[Stated goal] For the worked solution on direction cosines below, mark each statement yes or no and quote the exact words from it that decide: (a) it first eliminates n from the two equations; (b) it names Option (3) as the correct answer; (c) it says Dr's stands for direction ratios.

[Text provided]
begin

Find the angle between the lines whose direction cosines are given by the equation $l + m + n = 0$ and $l^2 + m^2 - n^2 = 0$.

$\frac{\pi}{3}$

The correct answer is Option (2) → $\frac{\pi}{3}$ ##

Given, $l + m + n = 0 \dots (i)$

and $l^2 + m^2 - n^2 = 0 \dots (ii)$

On eliminating $n$ from both the equations, we get

$l^2 + m^2 - (-l - m)^2 = 0$

$\Rightarrow l^2 + m^2 - l^2 - m^2 - 2lm = 0 \Rightarrow 2lm = 0 \quad [∵(a - b)^2 = a^2 + b^2 - 2ab]$

$\Rightarrow lm = 0 \Rightarrow (-m - n)m = 0 \quad [∵l = -m - n]$

$\Rightarrow (m + n)m = 0$

$\Rightarrow m = -n \text{ and } m = 0$

$\Rightarrow l = 0, l = -n \quad [\text{from Eq. (i)}]$

Thus, Dr's (Direction Ratios) of two lines are proportional to $0, -n, n$ and $-n, 0, n$ i.e., $0, -1, 1$ and $-1, 0, 1$.

So, the vector parallel to these given lines are $\mathbf{a} = -\hat{j} + \hat{k}$ and $\mathbf{b} = -\hat{i} + \hat{k}$.

Now, $\cos \theta = \frac{\mathbf{a} \cdot \mathbf{b}}{|\mathbf{a}| |\mathbf{b}|} = \frac{1}{\sqrt{2} \cdot \sqrt{2}}$

$\Rightarrow \cos \theta = \frac{1}{2} = \cos \frac{\pi}{3} \quad \left[ ∵\cos \frac{\pi}{3} = \frac{1}{2} \right]$

$∴\theta = \frac{\pi}{3}$

end

[Supplied material]
begin

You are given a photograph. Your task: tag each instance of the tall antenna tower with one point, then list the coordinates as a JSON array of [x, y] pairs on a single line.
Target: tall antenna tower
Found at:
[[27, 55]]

end

[Exercise result]
(a) Yes: "On eliminating $n$ from both the equations, we get"
(b) No: "The correct answer is Option (2)"
(c) Yes: "Dr's (Direction Ratios)"